Rows from a segmentation dataset
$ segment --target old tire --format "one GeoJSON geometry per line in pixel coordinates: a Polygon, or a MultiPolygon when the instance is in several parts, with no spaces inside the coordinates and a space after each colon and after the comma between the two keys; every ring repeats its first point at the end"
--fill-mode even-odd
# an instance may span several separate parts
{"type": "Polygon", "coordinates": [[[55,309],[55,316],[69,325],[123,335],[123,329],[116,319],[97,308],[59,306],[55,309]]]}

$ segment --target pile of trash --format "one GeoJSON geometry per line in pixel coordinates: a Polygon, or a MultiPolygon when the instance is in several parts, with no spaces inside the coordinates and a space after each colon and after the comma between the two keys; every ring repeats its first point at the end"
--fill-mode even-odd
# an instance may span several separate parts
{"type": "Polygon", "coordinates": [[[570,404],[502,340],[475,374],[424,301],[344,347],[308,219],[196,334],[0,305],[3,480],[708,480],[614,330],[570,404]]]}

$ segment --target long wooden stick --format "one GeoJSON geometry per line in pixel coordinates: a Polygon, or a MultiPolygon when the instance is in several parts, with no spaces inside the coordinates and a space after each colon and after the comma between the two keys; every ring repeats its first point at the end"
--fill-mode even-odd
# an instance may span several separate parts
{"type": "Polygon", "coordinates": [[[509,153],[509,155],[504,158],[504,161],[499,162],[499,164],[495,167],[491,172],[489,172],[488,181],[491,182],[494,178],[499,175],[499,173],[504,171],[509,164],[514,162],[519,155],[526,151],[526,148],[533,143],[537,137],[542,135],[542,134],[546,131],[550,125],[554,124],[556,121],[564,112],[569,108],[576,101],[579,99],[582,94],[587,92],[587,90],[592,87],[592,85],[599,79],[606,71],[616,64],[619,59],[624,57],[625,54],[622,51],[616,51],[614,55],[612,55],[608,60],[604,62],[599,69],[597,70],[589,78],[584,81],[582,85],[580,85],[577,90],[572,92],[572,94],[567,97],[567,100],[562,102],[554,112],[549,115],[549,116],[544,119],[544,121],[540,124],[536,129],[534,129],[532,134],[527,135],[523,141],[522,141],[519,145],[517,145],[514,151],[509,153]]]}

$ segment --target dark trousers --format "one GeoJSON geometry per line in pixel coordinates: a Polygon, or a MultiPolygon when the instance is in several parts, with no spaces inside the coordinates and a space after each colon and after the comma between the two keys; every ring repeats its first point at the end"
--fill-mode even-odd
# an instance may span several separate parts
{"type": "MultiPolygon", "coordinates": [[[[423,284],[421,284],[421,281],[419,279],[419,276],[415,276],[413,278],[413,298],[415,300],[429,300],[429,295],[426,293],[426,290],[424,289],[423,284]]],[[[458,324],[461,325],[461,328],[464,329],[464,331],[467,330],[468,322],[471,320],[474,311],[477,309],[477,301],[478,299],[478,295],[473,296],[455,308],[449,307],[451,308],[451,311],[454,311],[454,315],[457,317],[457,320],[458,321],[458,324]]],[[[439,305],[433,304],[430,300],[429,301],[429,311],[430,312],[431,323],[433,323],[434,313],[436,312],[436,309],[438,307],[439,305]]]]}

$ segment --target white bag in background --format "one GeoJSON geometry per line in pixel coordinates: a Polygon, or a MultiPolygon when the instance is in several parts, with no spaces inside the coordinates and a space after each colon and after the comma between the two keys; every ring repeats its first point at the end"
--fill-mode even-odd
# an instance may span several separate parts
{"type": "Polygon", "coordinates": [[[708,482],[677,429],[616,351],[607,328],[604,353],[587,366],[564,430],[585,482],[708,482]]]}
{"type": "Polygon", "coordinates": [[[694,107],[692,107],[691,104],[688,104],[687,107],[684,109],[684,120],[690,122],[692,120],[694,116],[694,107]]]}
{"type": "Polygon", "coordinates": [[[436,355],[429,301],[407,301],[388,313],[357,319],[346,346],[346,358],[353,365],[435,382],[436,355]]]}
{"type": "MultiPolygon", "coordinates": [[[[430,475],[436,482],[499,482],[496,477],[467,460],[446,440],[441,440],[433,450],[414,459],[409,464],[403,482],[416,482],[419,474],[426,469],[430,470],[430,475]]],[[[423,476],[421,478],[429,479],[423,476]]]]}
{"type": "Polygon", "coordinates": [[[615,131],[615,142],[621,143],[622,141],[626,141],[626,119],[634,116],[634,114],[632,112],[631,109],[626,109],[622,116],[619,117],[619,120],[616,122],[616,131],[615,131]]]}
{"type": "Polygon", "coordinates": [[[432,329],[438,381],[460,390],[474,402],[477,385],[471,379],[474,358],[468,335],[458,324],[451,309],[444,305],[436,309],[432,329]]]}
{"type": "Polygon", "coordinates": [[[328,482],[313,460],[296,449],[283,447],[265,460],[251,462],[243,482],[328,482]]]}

## Exercise requirements
Rewrite all of the data above, replacing every "even-odd" with "nonzero" and leaving everything else unchanged.

## Written response
$ segment --target old tire --format "one GeoJSON geometry per line in pixel coordinates: a Polygon, or a MultiPolygon when the instance is in several parts, with no spaces inside the coordinates and a space after each colon and after the comma between the two keys; every ring repeats its first point at the end"
--fill-mode nonzero
# an instance may span several separate parts
{"type": "Polygon", "coordinates": [[[55,309],[55,316],[69,325],[123,335],[123,329],[116,319],[97,308],[59,306],[55,309]]]}

$ segment --target pile of trash --format "one GeoJSON geometry per line in pixel coordinates: a Polygon, or a MultiPolygon when the instance is in several parts, with no spaces inside the coordinates and a space after each colon and after the comma between the two keys; every ring repeats its first point at the end"
--fill-mode nonzero
# an instance may span several separate parts
{"type": "Polygon", "coordinates": [[[570,404],[502,340],[475,374],[424,301],[344,347],[308,219],[196,334],[0,305],[3,480],[708,480],[614,330],[570,404]]]}

$ segment --target long wooden stick --format "one GeoJSON geometry per line in pixel coordinates: a Polygon, or a MultiPolygon when the instance is in several parts, with no spaces inside the coordinates and a space after each colon and after the comma between the two keys; every ring repeats its first point at the end"
--fill-mode nonzero
# an instance may span several separate parts
{"type": "Polygon", "coordinates": [[[509,153],[509,155],[504,158],[504,161],[499,162],[499,164],[495,167],[491,172],[489,172],[488,181],[491,182],[494,178],[499,175],[499,173],[504,171],[509,164],[514,162],[519,155],[526,151],[526,148],[533,143],[537,137],[542,135],[542,134],[546,131],[550,125],[554,124],[556,121],[564,112],[569,108],[576,101],[579,99],[582,94],[587,92],[587,90],[592,87],[592,85],[599,79],[606,71],[616,64],[619,59],[624,57],[625,54],[622,51],[616,51],[614,55],[612,55],[608,60],[604,62],[599,69],[597,70],[589,78],[584,81],[582,85],[580,85],[577,90],[572,92],[572,94],[567,97],[567,100],[562,102],[554,112],[549,115],[549,116],[544,119],[544,121],[540,124],[536,129],[534,129],[532,134],[527,135],[523,141],[522,141],[519,145],[517,145],[514,151],[509,153]]]}

$ segment --target dark trousers --format "one GeoJSON geometry per line in pixel coordinates: a Polygon, or a MultiPolygon when the instance is in several parts, with no spaces inside the coordinates and a space after each colon and after the comma between the two keys; every ring repeats its first point at the end"
--fill-mode nonzero
# an instance may span several separate parts
{"type": "MultiPolygon", "coordinates": [[[[423,284],[421,284],[421,281],[419,279],[419,276],[415,276],[413,278],[413,298],[415,300],[429,300],[429,295],[426,293],[426,290],[424,289],[423,284]]],[[[458,324],[461,325],[461,328],[464,329],[464,331],[467,330],[468,322],[471,320],[474,311],[477,309],[477,301],[478,299],[478,295],[473,296],[455,308],[449,307],[451,308],[451,311],[454,311],[454,315],[457,317],[457,320],[458,321],[458,324]]],[[[439,305],[433,304],[430,300],[429,301],[429,311],[430,312],[431,323],[433,323],[434,313],[436,312],[436,309],[438,307],[439,305]]]]}

$ segment --target white bag in background --format "one GeoJSON geometry per line in pixel coordinates: a Polygon, or a MultiPolygon when the instance is in several parts, with no spaces inside the coordinates and a space after each colon and after the comma between the two keys; every ring repeats its first point at the end"
--fill-mode nonzero
# an instance may span several separate parts
{"type": "Polygon", "coordinates": [[[708,482],[677,429],[616,351],[607,328],[604,353],[587,366],[564,430],[585,482],[708,482]]]}
{"type": "Polygon", "coordinates": [[[694,107],[692,107],[691,104],[688,104],[687,107],[684,109],[684,120],[690,122],[692,120],[694,116],[694,107]]]}
{"type": "Polygon", "coordinates": [[[436,355],[429,301],[407,301],[388,313],[357,319],[346,346],[346,358],[353,365],[435,382],[436,355]]]}
{"type": "MultiPolygon", "coordinates": [[[[430,475],[436,482],[499,482],[496,477],[467,460],[446,440],[441,440],[433,450],[414,459],[409,464],[403,482],[416,482],[419,474],[426,469],[430,470],[430,475]]],[[[423,476],[421,478],[429,479],[423,476]]]]}
{"type": "Polygon", "coordinates": [[[615,131],[615,142],[621,143],[622,141],[626,141],[626,119],[634,116],[634,114],[632,112],[631,109],[626,109],[622,116],[619,117],[619,120],[616,122],[616,131],[615,131]]]}
{"type": "Polygon", "coordinates": [[[432,329],[438,381],[460,390],[474,402],[477,385],[471,379],[474,358],[468,335],[458,324],[451,309],[444,305],[436,309],[432,329]]]}
{"type": "Polygon", "coordinates": [[[328,482],[313,460],[296,449],[283,447],[265,460],[251,462],[243,482],[328,482]]]}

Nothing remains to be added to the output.